» AIM:
Rewrite the lines of the data below as a JSON list of strings, with one string per line and blank lines skipped. Omit the pictures from your answer.

[START OF DATA IN THIS EXERCISE]

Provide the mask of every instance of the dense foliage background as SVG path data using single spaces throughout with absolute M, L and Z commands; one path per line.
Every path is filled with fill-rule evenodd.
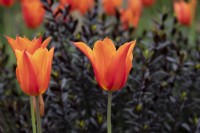
M 40 30 L 44 38 L 52 37 L 49 47 L 55 47 L 51 82 L 43 95 L 44 133 L 106 132 L 107 92 L 98 86 L 89 60 L 71 43 L 83 41 L 92 47 L 104 37 L 116 46 L 137 40 L 127 84 L 113 93 L 113 133 L 200 132 L 199 30 L 190 41 L 189 28 L 178 24 L 171 9 L 158 8 L 163 1 L 155 10 L 146 9 L 156 13 L 147 13 L 139 29 L 128 30 L 118 15 L 99 12 L 99 1 L 85 16 L 70 14 L 69 7 L 55 13 L 54 1 L 43 3 L 46 19 Z M 30 133 L 29 97 L 19 89 L 15 65 L 8 62 L 11 57 L 4 44 L 0 49 L 0 133 Z

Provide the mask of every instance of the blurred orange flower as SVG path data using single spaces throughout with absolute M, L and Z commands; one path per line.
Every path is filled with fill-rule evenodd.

[END OF DATA IN THIS EXERCISE]

» EXERCISE RESPONSE:
[
  "Provide the mask of every instance of the dense foliage background as SVG path data using single spaces throughout with absolute M, L and Z commands; one path per line.",
  "Every path is filled with fill-rule evenodd.",
  "M 40 30 L 44 38 L 52 37 L 49 47 L 55 47 L 51 82 L 43 95 L 44 133 L 106 132 L 107 92 L 98 86 L 89 60 L 71 43 L 83 41 L 92 47 L 104 37 L 116 46 L 137 40 L 127 84 L 113 93 L 113 133 L 200 132 L 199 30 L 190 41 L 189 28 L 178 24 L 171 9 L 158 8 L 163 1 L 155 10 L 146 9 L 156 13 L 147 13 L 139 29 L 128 30 L 118 15 L 99 12 L 99 1 L 85 16 L 70 14 L 69 7 L 55 13 L 54 1 L 43 3 L 46 19 Z M 30 133 L 29 97 L 19 89 L 15 65 L 8 62 L 11 57 L 4 44 L 0 49 L 0 133 Z",
  "Provide the mask of every instance of the blurred orange flower as SVG path data using single spaces throughout with absolute M, L and Z commands; one path per line.",
  "Every path is filled with fill-rule evenodd."
]